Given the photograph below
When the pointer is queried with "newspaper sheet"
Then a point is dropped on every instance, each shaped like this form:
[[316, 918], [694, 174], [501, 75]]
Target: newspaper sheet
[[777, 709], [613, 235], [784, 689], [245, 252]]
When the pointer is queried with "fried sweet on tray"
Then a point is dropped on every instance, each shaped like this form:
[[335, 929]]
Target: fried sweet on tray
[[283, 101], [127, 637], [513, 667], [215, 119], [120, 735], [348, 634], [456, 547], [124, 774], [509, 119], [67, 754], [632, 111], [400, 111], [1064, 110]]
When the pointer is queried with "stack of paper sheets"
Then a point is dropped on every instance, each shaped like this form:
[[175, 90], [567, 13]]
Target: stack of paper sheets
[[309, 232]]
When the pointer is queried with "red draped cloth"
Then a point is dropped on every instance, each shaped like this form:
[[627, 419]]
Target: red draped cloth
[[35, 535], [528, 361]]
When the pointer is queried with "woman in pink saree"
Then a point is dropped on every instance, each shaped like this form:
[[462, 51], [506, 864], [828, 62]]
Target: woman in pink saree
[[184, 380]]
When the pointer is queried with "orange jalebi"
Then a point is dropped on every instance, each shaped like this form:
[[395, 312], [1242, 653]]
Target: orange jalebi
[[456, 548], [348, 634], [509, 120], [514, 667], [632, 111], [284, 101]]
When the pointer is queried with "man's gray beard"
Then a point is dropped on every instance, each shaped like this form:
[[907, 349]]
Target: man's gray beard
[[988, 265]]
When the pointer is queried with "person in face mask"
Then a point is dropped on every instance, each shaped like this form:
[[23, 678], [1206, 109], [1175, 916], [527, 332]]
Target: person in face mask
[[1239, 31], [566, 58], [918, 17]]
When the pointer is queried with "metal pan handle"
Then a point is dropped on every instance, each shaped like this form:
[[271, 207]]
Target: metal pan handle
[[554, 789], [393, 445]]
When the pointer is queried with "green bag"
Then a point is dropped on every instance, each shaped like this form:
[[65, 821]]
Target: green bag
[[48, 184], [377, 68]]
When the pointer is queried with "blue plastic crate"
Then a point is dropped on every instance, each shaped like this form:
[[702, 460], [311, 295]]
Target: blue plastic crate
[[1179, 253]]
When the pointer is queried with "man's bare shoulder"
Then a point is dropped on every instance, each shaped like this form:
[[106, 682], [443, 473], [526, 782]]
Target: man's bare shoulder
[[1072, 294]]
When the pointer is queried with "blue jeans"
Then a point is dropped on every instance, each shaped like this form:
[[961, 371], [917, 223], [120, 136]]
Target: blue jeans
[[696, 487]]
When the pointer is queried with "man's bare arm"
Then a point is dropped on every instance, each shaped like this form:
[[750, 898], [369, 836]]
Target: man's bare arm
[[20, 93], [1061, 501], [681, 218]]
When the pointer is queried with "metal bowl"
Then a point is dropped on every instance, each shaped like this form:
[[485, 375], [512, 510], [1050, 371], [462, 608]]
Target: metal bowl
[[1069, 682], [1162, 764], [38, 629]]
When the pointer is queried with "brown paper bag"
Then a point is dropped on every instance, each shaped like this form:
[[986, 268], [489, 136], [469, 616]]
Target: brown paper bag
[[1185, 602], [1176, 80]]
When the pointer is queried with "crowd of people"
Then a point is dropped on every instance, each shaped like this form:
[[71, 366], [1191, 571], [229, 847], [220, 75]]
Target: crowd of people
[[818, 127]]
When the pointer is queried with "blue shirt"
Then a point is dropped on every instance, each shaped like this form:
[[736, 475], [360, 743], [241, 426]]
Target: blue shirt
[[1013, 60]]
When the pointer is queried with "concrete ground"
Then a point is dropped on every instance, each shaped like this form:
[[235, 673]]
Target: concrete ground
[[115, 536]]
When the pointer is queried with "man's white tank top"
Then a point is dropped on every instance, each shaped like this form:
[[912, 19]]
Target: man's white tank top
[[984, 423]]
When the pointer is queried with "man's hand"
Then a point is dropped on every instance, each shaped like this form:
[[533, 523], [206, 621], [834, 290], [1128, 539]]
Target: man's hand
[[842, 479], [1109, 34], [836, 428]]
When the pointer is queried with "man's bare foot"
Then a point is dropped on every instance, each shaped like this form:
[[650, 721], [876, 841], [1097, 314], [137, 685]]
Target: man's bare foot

Task details:
Copy every record above exactly as it appears.

Problem solution:
Given the photograph below
When the pointer is queried with "newspaper sheet"
Then a point is dropped on every instance, each shaped like this form:
[[316, 918], [694, 174], [501, 75]]
Target: newspaper sheet
[[777, 709], [613, 235], [784, 689], [245, 252]]
When the pointer is queried with "fried sweet on tray"
Then a point is dropped on every instance, each shaped like this form:
[[335, 929]]
Target: fried sweet on tray
[[283, 101], [127, 637], [513, 667], [215, 119], [120, 735], [348, 634], [456, 547], [124, 774], [509, 119], [67, 754], [632, 111], [400, 111], [1064, 110]]
When the pointer is queried with "stack of paper sheets"
Then a point is dropped on every instance, each shaped like this form:
[[175, 90], [567, 13]]
Target: stack of paper sheets
[[309, 232]]
When the pointer is queried with "red draped cloth"
Then a point is dropped on every instance, each shaped like this form:
[[627, 419]]
Target: red draped cloth
[[35, 535], [528, 361]]
When the pointer is queried with "woman in pink saree"
Then a point is dropped on every instance, each shaped like this form:
[[462, 51], [506, 864], [828, 62]]
Target: woman in pink saree
[[184, 380]]
When the pointer is queried with "orange jalebi"
Then a point is dropped on every instance, each shaped like this form:
[[395, 312], [1242, 653]]
Target: orange jalebi
[[456, 548], [348, 634], [509, 120], [514, 667], [632, 111], [284, 101]]
When the pointer is queried with "man's gray beard"
Then a point is dropped on every instance, each shaped like this form:
[[907, 349]]
Target: man's gray beard
[[988, 265]]
When the pointer is queried with "person in face mask"
Then a point is dropped on every instance, each shaped like this form:
[[23, 678], [1206, 109], [1175, 916], [527, 332]]
Target: person in face mask
[[1239, 31], [566, 58], [918, 17]]
When the pointer is queried with "metal pan handle"
Then a point is dropped on every instance, each shaped like this form:
[[271, 207]]
Target: metal pan handle
[[554, 789], [393, 445]]
When the pointer is queried with "green bag"
Then a point is dropped on every instance, each shaped like this form:
[[65, 821]]
Target: green bag
[[48, 184], [377, 68]]
When the pointer is queried with "blue plastic crate"
Then a point is dropped on every instance, each shaped like this form:
[[702, 460], [311, 295]]
Target: blue plastic crate
[[1179, 253]]
When the pointer is queried with "man's bare shoulder"
Then a point is dropped on every instance, each shaped like this form:
[[106, 682], [443, 473], [526, 782]]
Target: man's bare shoulder
[[1072, 294]]
When the pointer is queried with "blue jeans"
Then a point is dropped on every instance, each shaped like this form:
[[961, 371], [917, 223], [120, 136]]
Target: blue jeans
[[696, 487]]
When the pointer is queried with "man's bare arm"
Then a point is dropped on every instance, each shaped like this form:
[[750, 898], [369, 836]]
Target: man's bare arm
[[20, 93], [1061, 501], [681, 218]]
When the pointer is queried with "metal bowl"
Then a point is dropped on every instance, each shaped like this form:
[[485, 375], [512, 510], [1050, 371], [462, 608]]
Target: metal bowl
[[1069, 682], [1162, 764], [38, 629]]
When the pointer is queried with "brown paper bag"
Then a point is dropped on every instance, each shaped like this form:
[[986, 268], [489, 136], [469, 616]]
Target: brown paper bag
[[1185, 602], [1176, 80]]
When the pointer is queried with "crowd of people"
Then a point is dropped on every instance, each shaped like this form:
[[71, 366], [1191, 571], [229, 847], [220, 75]]
Target: crowd of people
[[818, 127]]
When the pointer is queried with "blue shirt"
Then a point is dropped on every instance, each shaped like this form:
[[736, 475], [360, 743], [241, 426]]
Target: blue shirt
[[1013, 60]]
When the pointer is queried with "concrete ground"
Then a point is dropped on every instance, each shaped like this form:
[[235, 673]]
Target: concrete ground
[[115, 536]]
When the pointer is queried with "man's white tank top"
Then a point is dropped on every instance, each shaped like this form:
[[912, 19]]
Target: man's white tank top
[[984, 423]]
When the pointer is queried with "man's hand"
Then a point is dropped on every instance, each shaped like this form:
[[533, 523], [206, 621], [834, 290], [1128, 539]]
Target: man's hand
[[842, 479], [1109, 34], [836, 428]]
When the pointer is queried with "man's bare foot"
Then a point is dropped on every instance, each shaped like this form:
[[650, 721], [876, 841], [1097, 314], [137, 685]]
Target: man's bare foot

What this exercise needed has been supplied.